[Dataset excerpts]
######

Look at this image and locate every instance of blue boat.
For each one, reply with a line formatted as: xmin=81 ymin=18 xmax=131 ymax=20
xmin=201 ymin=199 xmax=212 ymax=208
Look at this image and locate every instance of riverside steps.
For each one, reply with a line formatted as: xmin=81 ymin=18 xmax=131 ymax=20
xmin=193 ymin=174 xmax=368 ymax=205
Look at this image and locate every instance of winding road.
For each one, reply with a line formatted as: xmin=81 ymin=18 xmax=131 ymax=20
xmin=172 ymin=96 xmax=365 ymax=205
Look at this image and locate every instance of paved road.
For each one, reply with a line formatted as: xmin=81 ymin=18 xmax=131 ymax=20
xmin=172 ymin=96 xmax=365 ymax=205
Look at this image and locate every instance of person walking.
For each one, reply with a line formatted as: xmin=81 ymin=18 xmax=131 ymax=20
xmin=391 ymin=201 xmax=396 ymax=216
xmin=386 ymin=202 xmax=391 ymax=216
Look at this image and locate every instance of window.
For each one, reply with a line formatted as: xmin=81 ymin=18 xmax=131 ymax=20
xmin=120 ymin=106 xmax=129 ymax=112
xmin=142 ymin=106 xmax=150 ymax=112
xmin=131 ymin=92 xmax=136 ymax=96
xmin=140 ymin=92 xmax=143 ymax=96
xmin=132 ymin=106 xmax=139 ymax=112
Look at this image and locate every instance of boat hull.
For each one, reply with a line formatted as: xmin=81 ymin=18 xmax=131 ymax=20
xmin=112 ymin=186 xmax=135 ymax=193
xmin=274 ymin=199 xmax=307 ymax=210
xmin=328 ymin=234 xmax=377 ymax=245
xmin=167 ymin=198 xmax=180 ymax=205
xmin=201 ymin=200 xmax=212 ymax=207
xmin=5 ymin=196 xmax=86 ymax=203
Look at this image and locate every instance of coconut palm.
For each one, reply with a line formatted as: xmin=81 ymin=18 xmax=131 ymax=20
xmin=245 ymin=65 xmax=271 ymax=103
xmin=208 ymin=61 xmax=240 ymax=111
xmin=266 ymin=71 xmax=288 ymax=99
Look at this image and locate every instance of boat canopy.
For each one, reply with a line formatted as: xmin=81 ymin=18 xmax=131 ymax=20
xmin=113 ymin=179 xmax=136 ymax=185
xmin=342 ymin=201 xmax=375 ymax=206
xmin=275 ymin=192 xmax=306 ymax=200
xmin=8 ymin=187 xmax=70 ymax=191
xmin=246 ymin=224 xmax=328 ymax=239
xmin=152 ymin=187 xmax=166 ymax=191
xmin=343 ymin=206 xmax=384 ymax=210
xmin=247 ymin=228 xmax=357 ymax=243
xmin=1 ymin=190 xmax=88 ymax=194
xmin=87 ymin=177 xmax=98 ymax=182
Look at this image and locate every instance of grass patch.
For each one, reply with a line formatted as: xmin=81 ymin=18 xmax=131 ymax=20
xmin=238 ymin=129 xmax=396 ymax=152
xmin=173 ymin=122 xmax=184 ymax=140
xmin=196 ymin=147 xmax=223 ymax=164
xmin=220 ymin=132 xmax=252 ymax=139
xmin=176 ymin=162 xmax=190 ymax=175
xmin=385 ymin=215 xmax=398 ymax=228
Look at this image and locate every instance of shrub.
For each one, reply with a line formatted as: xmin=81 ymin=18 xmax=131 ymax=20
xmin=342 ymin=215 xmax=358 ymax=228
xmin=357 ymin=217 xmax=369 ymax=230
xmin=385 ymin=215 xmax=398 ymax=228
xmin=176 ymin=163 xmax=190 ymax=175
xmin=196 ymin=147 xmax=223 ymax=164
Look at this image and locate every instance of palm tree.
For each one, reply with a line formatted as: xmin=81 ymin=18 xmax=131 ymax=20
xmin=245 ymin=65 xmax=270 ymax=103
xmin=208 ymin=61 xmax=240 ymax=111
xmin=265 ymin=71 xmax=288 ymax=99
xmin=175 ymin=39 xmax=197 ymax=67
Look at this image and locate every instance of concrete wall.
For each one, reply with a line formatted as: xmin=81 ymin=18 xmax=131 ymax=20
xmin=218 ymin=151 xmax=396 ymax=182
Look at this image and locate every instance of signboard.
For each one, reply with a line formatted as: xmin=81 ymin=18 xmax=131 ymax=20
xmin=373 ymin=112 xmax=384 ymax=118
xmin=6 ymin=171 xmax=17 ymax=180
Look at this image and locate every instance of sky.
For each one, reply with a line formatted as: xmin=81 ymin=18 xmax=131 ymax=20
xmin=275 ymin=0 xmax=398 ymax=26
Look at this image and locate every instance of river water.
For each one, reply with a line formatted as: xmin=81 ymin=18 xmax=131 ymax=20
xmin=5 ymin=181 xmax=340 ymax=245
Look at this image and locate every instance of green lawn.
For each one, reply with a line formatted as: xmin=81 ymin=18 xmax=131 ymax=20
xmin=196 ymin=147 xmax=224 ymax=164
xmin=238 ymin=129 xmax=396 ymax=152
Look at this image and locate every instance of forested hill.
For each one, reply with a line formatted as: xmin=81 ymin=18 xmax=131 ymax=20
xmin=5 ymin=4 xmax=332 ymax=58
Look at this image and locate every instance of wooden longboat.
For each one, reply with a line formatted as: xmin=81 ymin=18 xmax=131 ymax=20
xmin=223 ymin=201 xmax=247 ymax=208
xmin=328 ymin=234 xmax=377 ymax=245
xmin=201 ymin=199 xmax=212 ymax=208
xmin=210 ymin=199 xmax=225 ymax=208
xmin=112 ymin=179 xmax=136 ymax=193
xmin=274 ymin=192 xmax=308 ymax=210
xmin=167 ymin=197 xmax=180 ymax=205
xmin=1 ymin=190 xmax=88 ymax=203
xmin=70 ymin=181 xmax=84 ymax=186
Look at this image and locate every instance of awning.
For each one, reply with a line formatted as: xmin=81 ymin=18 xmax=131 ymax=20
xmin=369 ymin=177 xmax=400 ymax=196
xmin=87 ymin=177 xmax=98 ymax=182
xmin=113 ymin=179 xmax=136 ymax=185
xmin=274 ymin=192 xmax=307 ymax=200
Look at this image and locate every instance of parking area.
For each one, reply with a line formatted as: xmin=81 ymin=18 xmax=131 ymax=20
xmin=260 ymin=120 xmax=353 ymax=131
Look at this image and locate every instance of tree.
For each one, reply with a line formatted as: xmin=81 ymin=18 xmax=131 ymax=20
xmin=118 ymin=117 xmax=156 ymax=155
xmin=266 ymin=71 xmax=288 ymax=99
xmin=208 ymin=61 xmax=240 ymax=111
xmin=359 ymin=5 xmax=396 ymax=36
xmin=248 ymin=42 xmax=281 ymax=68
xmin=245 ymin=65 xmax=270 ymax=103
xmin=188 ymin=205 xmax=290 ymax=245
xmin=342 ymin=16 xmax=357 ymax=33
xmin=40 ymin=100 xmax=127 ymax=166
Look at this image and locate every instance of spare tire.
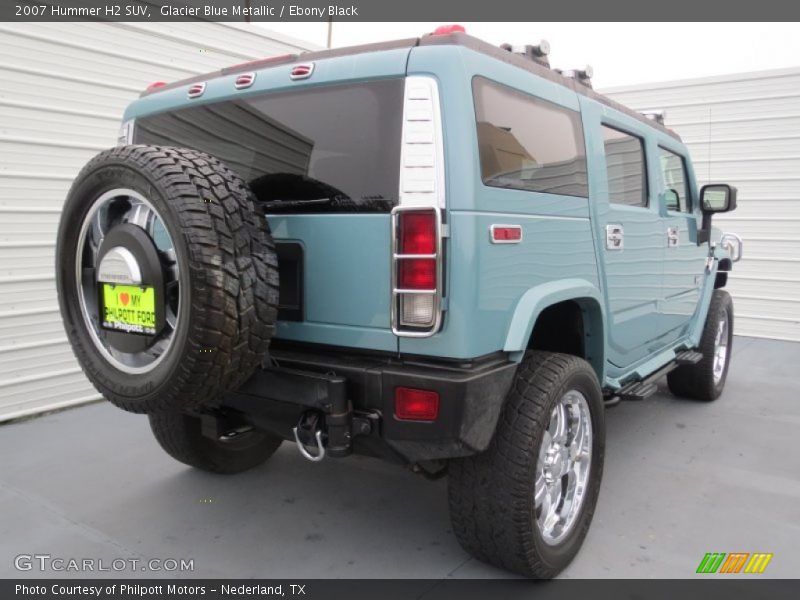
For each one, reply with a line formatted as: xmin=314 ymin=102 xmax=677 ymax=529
xmin=56 ymin=145 xmax=279 ymax=413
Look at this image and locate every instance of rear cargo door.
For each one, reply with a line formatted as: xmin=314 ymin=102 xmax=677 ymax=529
xmin=133 ymin=49 xmax=413 ymax=352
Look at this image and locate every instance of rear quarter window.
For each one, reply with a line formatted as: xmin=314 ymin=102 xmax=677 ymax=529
xmin=601 ymin=125 xmax=648 ymax=207
xmin=472 ymin=77 xmax=588 ymax=198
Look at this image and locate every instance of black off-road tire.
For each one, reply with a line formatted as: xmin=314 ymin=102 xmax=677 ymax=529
xmin=56 ymin=145 xmax=279 ymax=414
xmin=667 ymin=290 xmax=734 ymax=401
xmin=448 ymin=351 xmax=605 ymax=579
xmin=149 ymin=412 xmax=282 ymax=474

######

Up to and including the line with "Look at this image and locate every instance of coconut", transcribe the entries above exactly, starting from their first line.

Look at this image and locate every instance of blue boat.
For each one, reply with a line formatted as: xmin=81 ymin=18 xmax=131 ymax=20
xmin=201 ymin=199 xmax=212 ymax=208
Look at this image and locate every instance of riverside steps.
For each one, reply with a line formatted as: xmin=81 ymin=18 xmax=131 ymax=20
xmin=193 ymin=174 xmax=368 ymax=205
Look at this image and locate every instance of winding road.
For each one, reply with a line formatted as: xmin=81 ymin=18 xmax=131 ymax=20
xmin=172 ymin=96 xmax=365 ymax=205
Look at this image and locate every instance of paved road.
For each one, reply with a line formatted as: xmin=81 ymin=18 xmax=131 ymax=20
xmin=172 ymin=96 xmax=365 ymax=205
Look at this image and locate every instance of person walking.
For each one, reply with a line formatted as: xmin=81 ymin=18 xmax=131 ymax=20
xmin=391 ymin=201 xmax=396 ymax=216
xmin=386 ymin=202 xmax=391 ymax=216
Look at this image and locate every instance of window.
For each one, reply with a line formatted as: xmin=81 ymin=18 xmax=131 ymax=20
xmin=120 ymin=106 xmax=129 ymax=112
xmin=142 ymin=106 xmax=150 ymax=112
xmin=131 ymin=92 xmax=136 ymax=96
xmin=140 ymin=92 xmax=143 ymax=96
xmin=132 ymin=106 xmax=139 ymax=112
Look at this image and locate every instance of boat hull.
For each one, reply with a line formatted as: xmin=81 ymin=18 xmax=131 ymax=20
xmin=112 ymin=186 xmax=135 ymax=193
xmin=274 ymin=199 xmax=307 ymax=210
xmin=328 ymin=234 xmax=377 ymax=245
xmin=167 ymin=198 xmax=180 ymax=205
xmin=201 ymin=200 xmax=212 ymax=207
xmin=5 ymin=196 xmax=86 ymax=203
Look at this image and locate every instance of coconut palm.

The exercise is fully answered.